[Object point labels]
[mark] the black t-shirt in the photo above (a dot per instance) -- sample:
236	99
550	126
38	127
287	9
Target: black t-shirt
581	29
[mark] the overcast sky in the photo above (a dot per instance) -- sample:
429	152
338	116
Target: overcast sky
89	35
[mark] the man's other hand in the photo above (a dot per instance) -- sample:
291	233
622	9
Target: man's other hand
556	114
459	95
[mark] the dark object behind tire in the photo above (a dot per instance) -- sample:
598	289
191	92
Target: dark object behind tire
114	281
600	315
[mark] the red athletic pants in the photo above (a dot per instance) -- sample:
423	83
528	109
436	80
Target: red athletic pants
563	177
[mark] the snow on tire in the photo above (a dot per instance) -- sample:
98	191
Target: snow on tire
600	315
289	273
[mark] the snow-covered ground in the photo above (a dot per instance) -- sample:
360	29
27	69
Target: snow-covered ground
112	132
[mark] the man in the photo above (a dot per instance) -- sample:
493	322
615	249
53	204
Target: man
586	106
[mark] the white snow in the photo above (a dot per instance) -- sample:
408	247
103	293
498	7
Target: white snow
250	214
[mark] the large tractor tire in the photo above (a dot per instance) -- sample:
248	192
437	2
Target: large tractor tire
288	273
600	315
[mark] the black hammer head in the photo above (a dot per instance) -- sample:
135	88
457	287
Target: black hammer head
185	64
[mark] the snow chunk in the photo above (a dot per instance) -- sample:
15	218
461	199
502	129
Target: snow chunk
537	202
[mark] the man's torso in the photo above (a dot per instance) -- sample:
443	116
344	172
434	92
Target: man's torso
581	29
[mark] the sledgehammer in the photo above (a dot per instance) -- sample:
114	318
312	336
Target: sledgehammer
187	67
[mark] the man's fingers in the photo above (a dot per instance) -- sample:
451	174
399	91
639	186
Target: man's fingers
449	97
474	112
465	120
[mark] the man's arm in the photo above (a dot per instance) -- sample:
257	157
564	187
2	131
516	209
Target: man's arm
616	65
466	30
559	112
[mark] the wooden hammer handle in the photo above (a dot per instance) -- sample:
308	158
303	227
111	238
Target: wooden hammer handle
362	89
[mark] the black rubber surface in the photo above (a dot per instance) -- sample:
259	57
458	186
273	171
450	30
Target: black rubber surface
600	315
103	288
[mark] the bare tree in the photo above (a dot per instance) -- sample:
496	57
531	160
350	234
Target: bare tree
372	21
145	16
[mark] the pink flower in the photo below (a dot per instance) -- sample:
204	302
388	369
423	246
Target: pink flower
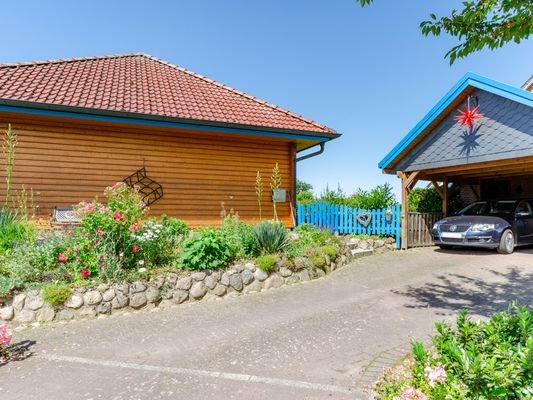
85	272
435	374
62	257
5	336
118	216
412	394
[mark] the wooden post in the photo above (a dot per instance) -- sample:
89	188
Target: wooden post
408	182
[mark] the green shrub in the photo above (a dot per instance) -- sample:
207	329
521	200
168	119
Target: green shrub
473	360
240	236
317	258
7	285
272	237
266	262
56	295
206	250
14	230
330	251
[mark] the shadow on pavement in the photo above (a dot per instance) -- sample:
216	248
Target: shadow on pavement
455	292
17	352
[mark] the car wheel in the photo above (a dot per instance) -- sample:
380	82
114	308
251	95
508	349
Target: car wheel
506	242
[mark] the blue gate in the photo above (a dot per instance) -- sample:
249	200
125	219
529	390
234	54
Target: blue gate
344	220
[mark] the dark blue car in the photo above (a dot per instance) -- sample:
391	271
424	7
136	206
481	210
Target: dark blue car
498	224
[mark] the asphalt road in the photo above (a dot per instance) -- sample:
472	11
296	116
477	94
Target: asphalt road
326	339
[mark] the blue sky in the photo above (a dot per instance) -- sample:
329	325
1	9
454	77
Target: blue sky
368	73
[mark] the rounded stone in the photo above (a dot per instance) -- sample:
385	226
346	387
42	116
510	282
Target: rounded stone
260	275
172	278
65	315
165	303
75	302
123	287
7	313
102	287
198	290
25	316
247	276
273	281
18	301
33	303
45	314
119	301
253	287
87	312
250	266
184	283
152	295
210	282
198	276
235	282
92	297
224	279
219	290
137	287
138	300
103	308
108	295
180	296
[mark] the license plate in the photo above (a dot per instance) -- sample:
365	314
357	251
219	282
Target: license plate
452	235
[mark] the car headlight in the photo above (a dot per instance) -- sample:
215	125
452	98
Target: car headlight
482	227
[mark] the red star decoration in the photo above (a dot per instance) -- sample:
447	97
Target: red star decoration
468	116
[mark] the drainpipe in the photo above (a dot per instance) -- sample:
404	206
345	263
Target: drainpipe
316	153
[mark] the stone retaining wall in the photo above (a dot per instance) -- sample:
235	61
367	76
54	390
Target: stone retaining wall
173	288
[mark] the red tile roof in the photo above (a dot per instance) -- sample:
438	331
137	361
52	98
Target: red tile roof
142	84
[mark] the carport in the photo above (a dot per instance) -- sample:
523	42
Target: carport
488	151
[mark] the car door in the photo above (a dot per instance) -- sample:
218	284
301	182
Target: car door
524	221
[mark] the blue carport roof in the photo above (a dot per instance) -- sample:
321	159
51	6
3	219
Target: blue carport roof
468	80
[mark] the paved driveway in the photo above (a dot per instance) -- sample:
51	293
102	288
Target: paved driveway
321	340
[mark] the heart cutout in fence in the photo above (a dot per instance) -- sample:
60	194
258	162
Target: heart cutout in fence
364	219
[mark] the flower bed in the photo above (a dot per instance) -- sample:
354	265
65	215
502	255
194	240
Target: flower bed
81	271
173	288
472	360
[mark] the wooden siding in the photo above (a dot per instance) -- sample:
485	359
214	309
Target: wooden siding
66	162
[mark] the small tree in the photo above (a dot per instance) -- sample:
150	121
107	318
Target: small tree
275	184
481	24
9	145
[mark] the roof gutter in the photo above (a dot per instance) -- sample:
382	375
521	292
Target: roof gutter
314	154
10	105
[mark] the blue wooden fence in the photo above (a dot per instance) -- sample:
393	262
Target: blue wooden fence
343	219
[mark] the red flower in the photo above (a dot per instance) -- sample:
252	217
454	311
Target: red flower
118	216
468	116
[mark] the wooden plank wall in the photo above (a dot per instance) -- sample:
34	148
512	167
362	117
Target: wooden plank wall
66	163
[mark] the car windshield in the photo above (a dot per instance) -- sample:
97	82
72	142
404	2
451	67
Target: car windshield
489	208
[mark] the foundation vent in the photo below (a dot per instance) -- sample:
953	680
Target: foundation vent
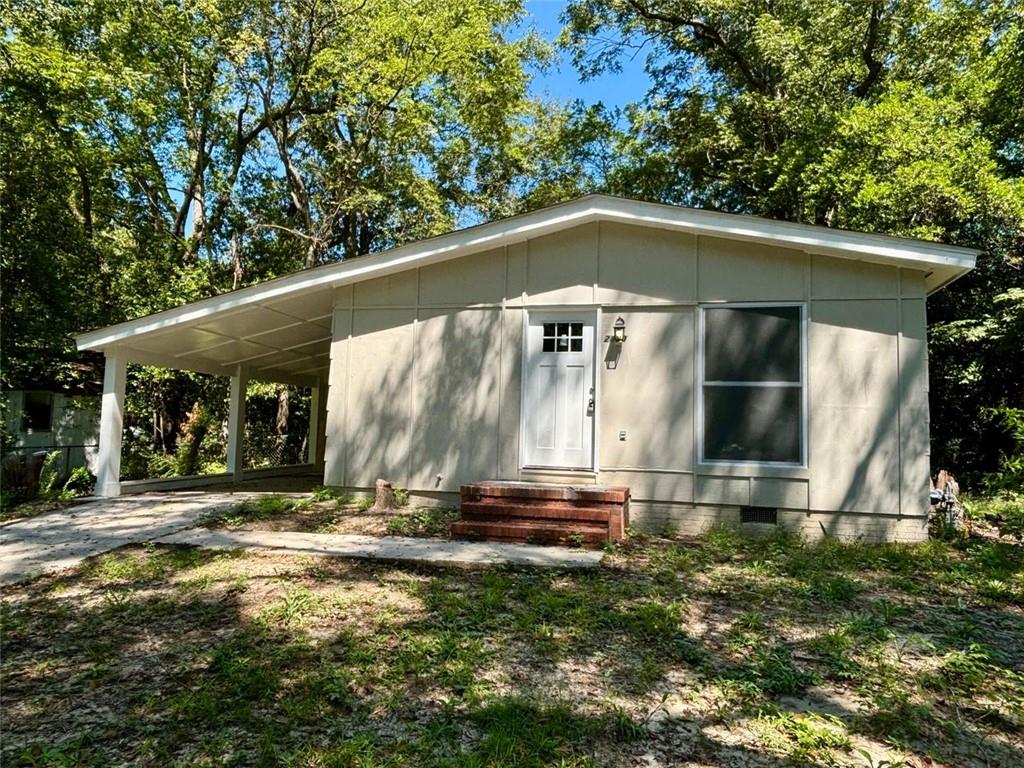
764	515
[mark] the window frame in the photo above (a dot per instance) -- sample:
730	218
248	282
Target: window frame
28	428
701	383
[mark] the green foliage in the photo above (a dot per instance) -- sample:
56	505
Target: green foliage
49	476
900	118
327	494
80	482
425	521
805	737
311	662
1004	509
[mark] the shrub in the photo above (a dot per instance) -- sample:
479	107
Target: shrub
80	482
50	476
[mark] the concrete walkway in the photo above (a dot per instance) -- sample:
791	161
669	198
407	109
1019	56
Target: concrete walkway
390	548
65	538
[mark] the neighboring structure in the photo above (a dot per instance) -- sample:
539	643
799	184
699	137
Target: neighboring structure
43	420
722	367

▶ Instructions for the task:
Extract, verbatim and alone, the lines from the line that contains "[mark] the wooden siding" to the last line of the records, inclusive; drop any picture.

▶ Task response:
[mark] the wooden siding in the photo above (a dot per instance) -- sample:
485	359
214	309
Target: wooden siding
66	162
[mark] the small tree in the photo above (a dot per instance) -- sample:
150	121
107	318
Target: small tree
275	184
481	24
9	145
[mark] the roof gutter in the photo above (a dot per instance) -- sample:
382	375
521	292
Target: roof gutter
314	154
10	105
[mark] the blue wooden fence in the photo above (a dot per instance) -- sample:
393	262
Target: blue wooden fence
343	219
[mark] the red flower in the photo above (a dot per instance) -- sample:
252	217
454	311
Target: red flower
118	216
468	116
[mark] the wooden plank wall in the photo above (a dot per instance) -- sample:
34	148
512	167
362	117
Target: wooden plank wall
66	163
[mark] the car windshield in the photo above (a dot per instance) -- sample:
97	82
72	142
404	2
451	67
Target: car windshield
489	208
[mark] the foundation vent in the photo below (a dot per instance) -- sample:
953	680
Target: foundation vent
764	515
[mark] the window frame in the photo above (a dot per instance) -- sample:
730	218
248	282
Target: window frame
28	428
701	383
[mark] the green foliage in the photo above (a dot per instance) -- sample:
56	505
Target: green foliage
49	476
900	118
327	494
80	482
425	521
805	737
311	662
1004	509
[mark] the shrub in the photo above (a dot per instance) -- sample:
479	107
Target: shrub
80	482
50	476
[mark] the concrete walkway in the photo above (a dot per instance) -- sample:
791	161
669	198
407	109
1019	56
Target: concrete walkway
390	548
65	538
[mark] the neighboring structure in the photo above (a dot per instance) -- sample:
539	643
799	184
699	137
Target: neighboring structure
43	420
722	367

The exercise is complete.